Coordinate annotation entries
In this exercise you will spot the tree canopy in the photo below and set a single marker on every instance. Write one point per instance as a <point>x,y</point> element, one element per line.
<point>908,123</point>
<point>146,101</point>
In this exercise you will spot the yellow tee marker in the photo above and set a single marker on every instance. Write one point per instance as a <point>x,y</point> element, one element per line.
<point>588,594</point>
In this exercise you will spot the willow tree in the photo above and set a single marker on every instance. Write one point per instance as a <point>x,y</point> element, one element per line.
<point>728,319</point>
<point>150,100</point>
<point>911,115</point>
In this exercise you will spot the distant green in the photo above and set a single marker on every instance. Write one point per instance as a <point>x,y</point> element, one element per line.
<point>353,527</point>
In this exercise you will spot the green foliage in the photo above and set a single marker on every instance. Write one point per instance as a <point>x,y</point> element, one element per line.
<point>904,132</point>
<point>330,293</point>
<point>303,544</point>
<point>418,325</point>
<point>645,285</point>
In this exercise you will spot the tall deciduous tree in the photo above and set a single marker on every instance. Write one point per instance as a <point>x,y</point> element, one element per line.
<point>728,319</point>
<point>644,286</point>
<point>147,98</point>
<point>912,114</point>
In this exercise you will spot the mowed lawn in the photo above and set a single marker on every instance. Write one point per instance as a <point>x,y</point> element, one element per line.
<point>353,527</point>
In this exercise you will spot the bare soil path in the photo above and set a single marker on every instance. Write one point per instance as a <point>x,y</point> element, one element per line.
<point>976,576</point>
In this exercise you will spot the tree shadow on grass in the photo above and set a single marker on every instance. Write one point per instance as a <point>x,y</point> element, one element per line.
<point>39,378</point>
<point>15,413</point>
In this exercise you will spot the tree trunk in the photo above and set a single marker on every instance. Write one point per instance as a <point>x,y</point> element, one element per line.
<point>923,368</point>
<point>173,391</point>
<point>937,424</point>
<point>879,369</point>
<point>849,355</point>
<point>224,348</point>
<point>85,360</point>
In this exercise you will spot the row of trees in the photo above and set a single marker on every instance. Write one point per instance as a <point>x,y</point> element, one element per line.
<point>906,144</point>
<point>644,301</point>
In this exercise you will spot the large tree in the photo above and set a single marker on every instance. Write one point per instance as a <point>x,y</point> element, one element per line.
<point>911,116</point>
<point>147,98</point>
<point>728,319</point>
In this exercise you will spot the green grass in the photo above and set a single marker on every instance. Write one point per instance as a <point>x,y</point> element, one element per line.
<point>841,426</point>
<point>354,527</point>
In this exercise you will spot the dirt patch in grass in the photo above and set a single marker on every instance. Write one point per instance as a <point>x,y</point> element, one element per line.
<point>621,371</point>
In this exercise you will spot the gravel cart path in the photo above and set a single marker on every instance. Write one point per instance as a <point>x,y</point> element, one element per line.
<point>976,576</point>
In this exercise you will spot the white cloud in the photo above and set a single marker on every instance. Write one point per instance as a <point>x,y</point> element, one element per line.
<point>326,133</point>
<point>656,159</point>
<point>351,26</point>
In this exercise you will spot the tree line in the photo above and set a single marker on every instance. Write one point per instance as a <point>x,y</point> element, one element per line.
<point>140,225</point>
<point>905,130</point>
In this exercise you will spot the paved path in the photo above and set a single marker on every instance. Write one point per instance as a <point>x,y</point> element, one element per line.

§ GIVEN PROBLEM: Output the entries above as a JSON list of strings, with one string per line and blank lines omitted.

§ EXERCISE SOLUTION:
[
  "In this exercise you will spot the tree canopy in the photo below and set a single marker on every instance. Write one point per instance as a <point>x,y</point> element, one element per line.",
  "<point>908,123</point>",
  "<point>146,101</point>",
  "In this exercise you will spot the yellow tee marker in the photo above and set a single marker on every instance. Write one point per instance as a <point>x,y</point> element, one element per line.",
  "<point>588,594</point>",
  "In this exercise you will spot the willow tree in the photo above and set a single marker on every instance. Write one point per instance as a <point>x,y</point> element, one element per line.",
  "<point>728,319</point>",
  "<point>150,100</point>",
  "<point>911,115</point>",
  "In this exercise you will spot the distant green in the photo above and set a single marker on every instance. Write one point per instance as a <point>x,y</point> element, one element per line.",
  "<point>353,527</point>",
  "In this exercise you will spot the green foliage in the photo above and set a single marker on every instance. Write one point per instance as a <point>x,y</point> element, one element per line.",
  "<point>904,132</point>",
  "<point>330,293</point>",
  "<point>303,544</point>",
  "<point>418,325</point>",
  "<point>645,285</point>",
  "In this exercise you will spot the tall deciduous tree in the photo above and set a single marker on every instance. Write one point per instance as a <point>x,y</point> element, one element per line.",
  "<point>728,319</point>",
  "<point>644,286</point>",
  "<point>147,98</point>",
  "<point>912,114</point>",
  "In this exercise you will spot the mowed lawn in the photo above and set a single marker on every instance. Write one point per instance as a <point>x,y</point> element, one element per line.",
  "<point>353,527</point>",
  "In this exercise you will spot the bare soil path in the photo above and set a single marker on every instance. Write one point per instance as a <point>x,y</point> element, one element per line.",
  "<point>976,576</point>",
  "In this exercise you will spot the tree shadow on grass in the photo above and set a single marker on every instance. Write one point per instance as a <point>x,y</point> element, one element per line.",
  "<point>39,378</point>",
  "<point>15,413</point>",
  "In this exercise you will spot the tree trunk in the photo above and set a single marker on every instance. Write one point per instance as a <point>x,y</point> element, one element per line.",
  "<point>923,368</point>",
  "<point>173,391</point>",
  "<point>937,424</point>",
  "<point>879,369</point>",
  "<point>849,355</point>",
  "<point>224,348</point>",
  "<point>85,360</point>",
  "In this exercise you will spot the row of trees in the photo above and set a single marker on every instance. Write one point per instance as a <point>x,y</point> element, one element per line.",
  "<point>906,144</point>",
  "<point>644,301</point>",
  "In this exercise you will spot the large tree in the photo above and set a single marker on every instance. Write one point per instance as a <point>x,y</point> element, one element per line.",
  "<point>911,116</point>",
  "<point>147,98</point>",
  "<point>728,319</point>",
  "In this exercise you will spot the green grass in the photo above and set a single marker on every instance. Write one point per instance as a <point>x,y</point> element, one element per line.",
  "<point>841,426</point>",
  "<point>354,527</point>",
  "In this exercise you will spot the dirt patch in grass in the photo above and set a single marker on every instance. Write one point per instance as a <point>x,y</point> element, one element per line.",
  "<point>621,371</point>",
  "In this exercise you will spot the gravel cart path in the photo above and set a single marker on every instance. Write one point per instance as a <point>x,y</point> element, one element per line.",
  "<point>976,576</point>",
  "In this exercise you will spot the white cloud in the photo above and set a single marker on every instance. Write one point per instance as a <point>x,y</point> element, one element per line.",
  "<point>326,133</point>",
  "<point>656,159</point>",
  "<point>351,26</point>",
  "In this exercise you will spot the tree line in the photo above and set a single marker on every instance. Write one point per instance as a <point>x,y</point> element, one element per line.",
  "<point>140,225</point>",
  "<point>905,130</point>",
  "In this exercise you will spot the paved path in the photo above and set a single marker on every instance. Write one point per instance as a <point>x,y</point> element, one element per line."
]